##### Supplied information

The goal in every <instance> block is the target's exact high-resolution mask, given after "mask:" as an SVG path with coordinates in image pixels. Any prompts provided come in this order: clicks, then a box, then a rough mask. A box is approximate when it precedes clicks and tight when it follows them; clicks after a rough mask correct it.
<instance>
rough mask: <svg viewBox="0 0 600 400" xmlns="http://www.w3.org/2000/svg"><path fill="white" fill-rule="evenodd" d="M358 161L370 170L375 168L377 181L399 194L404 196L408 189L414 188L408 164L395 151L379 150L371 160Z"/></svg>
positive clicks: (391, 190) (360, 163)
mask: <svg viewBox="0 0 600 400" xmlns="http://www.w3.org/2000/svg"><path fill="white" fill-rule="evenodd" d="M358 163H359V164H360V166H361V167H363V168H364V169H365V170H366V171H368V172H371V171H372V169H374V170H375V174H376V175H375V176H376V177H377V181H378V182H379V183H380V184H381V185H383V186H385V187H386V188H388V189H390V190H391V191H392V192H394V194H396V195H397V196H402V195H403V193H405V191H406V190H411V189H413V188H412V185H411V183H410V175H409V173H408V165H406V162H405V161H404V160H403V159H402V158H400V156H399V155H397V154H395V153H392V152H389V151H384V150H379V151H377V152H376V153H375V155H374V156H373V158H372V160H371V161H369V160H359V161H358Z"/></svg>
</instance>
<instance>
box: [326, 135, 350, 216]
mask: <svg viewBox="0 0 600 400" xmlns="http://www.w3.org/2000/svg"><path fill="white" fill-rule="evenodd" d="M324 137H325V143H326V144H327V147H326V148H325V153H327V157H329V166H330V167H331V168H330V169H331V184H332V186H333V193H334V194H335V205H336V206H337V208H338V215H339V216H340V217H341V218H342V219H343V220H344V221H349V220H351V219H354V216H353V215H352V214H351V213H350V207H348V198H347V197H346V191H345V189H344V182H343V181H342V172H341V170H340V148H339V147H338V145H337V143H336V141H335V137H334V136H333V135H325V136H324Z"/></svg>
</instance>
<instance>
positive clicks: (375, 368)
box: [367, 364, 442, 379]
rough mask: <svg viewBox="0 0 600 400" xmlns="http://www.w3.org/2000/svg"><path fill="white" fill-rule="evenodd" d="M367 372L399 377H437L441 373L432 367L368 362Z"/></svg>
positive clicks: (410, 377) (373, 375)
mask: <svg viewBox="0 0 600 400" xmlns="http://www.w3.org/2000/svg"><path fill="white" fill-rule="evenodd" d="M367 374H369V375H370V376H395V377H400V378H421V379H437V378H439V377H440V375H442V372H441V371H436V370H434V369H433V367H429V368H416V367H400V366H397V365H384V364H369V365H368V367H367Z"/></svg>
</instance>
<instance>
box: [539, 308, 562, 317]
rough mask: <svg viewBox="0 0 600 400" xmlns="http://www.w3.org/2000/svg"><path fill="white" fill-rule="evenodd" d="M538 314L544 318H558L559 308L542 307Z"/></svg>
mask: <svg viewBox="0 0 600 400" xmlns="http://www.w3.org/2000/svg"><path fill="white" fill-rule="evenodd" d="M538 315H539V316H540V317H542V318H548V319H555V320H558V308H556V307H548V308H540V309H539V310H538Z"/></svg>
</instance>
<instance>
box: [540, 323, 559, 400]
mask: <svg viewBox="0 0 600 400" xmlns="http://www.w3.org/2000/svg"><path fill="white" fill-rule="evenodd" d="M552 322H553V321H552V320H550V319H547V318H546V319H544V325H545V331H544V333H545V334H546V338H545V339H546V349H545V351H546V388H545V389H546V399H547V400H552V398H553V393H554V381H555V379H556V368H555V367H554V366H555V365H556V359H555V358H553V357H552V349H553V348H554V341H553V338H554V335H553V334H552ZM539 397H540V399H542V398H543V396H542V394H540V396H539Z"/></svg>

##########

**Exercise directions**
Render every line of the material above as a numbered list, skipping any blank lines.

**Result of the exercise**
1. The goal in every <instance> block is the target's exact high-resolution mask, given after "mask:" as an SVG path with coordinates in image pixels. Any prompts provided come in this order: clicks, then a box, then a rough mask. A box is approximate when it precedes clicks and tight when it follows them; clicks after a rough mask correct it.
2. <instance>
3. rough mask: <svg viewBox="0 0 600 400" xmlns="http://www.w3.org/2000/svg"><path fill="white" fill-rule="evenodd" d="M358 161L370 170L375 168L377 181L399 194L404 196L408 189L414 188L408 164L395 151L379 150L371 160Z"/></svg>
4. positive clicks: (391, 190) (360, 163)
5. mask: <svg viewBox="0 0 600 400" xmlns="http://www.w3.org/2000/svg"><path fill="white" fill-rule="evenodd" d="M358 163H359V164H360V166H361V167H363V168H364V169H365V170H366V171H368V172H371V171H372V169H374V170H375V174H376V175H375V176H376V177H377V181H378V182H379V183H380V184H381V185H383V186H385V187H386V188H388V189H390V190H391V191H392V192H394V194H396V195H397V196H402V195H403V193H405V191H406V190H411V189H413V188H412V185H411V183H410V175H409V173H408V165H406V162H405V161H404V160H403V159H402V158H400V156H399V155H397V154H395V153H392V152H389V151H384V150H379V151H377V152H376V153H375V155H374V156H373V158H372V160H371V161H369V160H359V161H358Z"/></svg>
6. </instance>
7. <instance>
8. box: [326, 135, 350, 216]
9. mask: <svg viewBox="0 0 600 400" xmlns="http://www.w3.org/2000/svg"><path fill="white" fill-rule="evenodd" d="M324 137H325V143H326V144H327V147H326V148H325V153H327V157H329V166H330V167H331V168H330V169H331V184H332V186H333V193H334V194H335V205H336V206H337V208H338V215H339V216H340V217H341V218H342V219H343V220H344V221H349V220H351V219H354V216H353V215H352V214H351V213H350V207H348V198H347V197H346V191H345V189H344V182H343V181H342V172H341V170H340V148H339V147H338V145H337V143H336V141H335V137H334V136H333V135H325V136H324Z"/></svg>
10. </instance>
11. <instance>
12. positive clicks: (375, 368)
13. box: [367, 364, 442, 379]
14. rough mask: <svg viewBox="0 0 600 400" xmlns="http://www.w3.org/2000/svg"><path fill="white" fill-rule="evenodd" d="M367 372L399 377H437L441 373L432 367L368 362Z"/></svg>
15. positive clicks: (410, 377) (373, 375)
16. mask: <svg viewBox="0 0 600 400" xmlns="http://www.w3.org/2000/svg"><path fill="white" fill-rule="evenodd" d="M367 374H369V375H370V376H395V377H400V378H421V379H437V378H439V377H440V375H442V372H441V371H436V370H434V369H433V367H429V368H416V367H400V366H397V365H384V364H369V365H368V367H367Z"/></svg>
17. </instance>
18. <instance>
19. box: [539, 308, 562, 317]
20. rough mask: <svg viewBox="0 0 600 400" xmlns="http://www.w3.org/2000/svg"><path fill="white" fill-rule="evenodd" d="M538 314L544 318H558L559 308L542 307Z"/></svg>
21. mask: <svg viewBox="0 0 600 400" xmlns="http://www.w3.org/2000/svg"><path fill="white" fill-rule="evenodd" d="M538 315H539V316H540V317H542V318H548V319H555V320H558V308H556V307H548V308H540V309H539V310H538Z"/></svg>
22. </instance>
23. <instance>
24. box: [540, 323, 559, 400]
25. mask: <svg viewBox="0 0 600 400" xmlns="http://www.w3.org/2000/svg"><path fill="white" fill-rule="evenodd" d="M552 322H553V321H552V320H550V319H547V318H546V319H544V325H545V331H544V333H545V334H546V338H545V339H546V349H545V351H546V388H545V389H546V399H547V400H552V398H553V393H554V381H555V379H556V368H555V367H554V366H555V365H556V359H555V358H553V357H552V349H553V348H554V341H553V338H554V335H553V334H552ZM539 397H540V399H542V398H543V396H542V394H540V396H539Z"/></svg>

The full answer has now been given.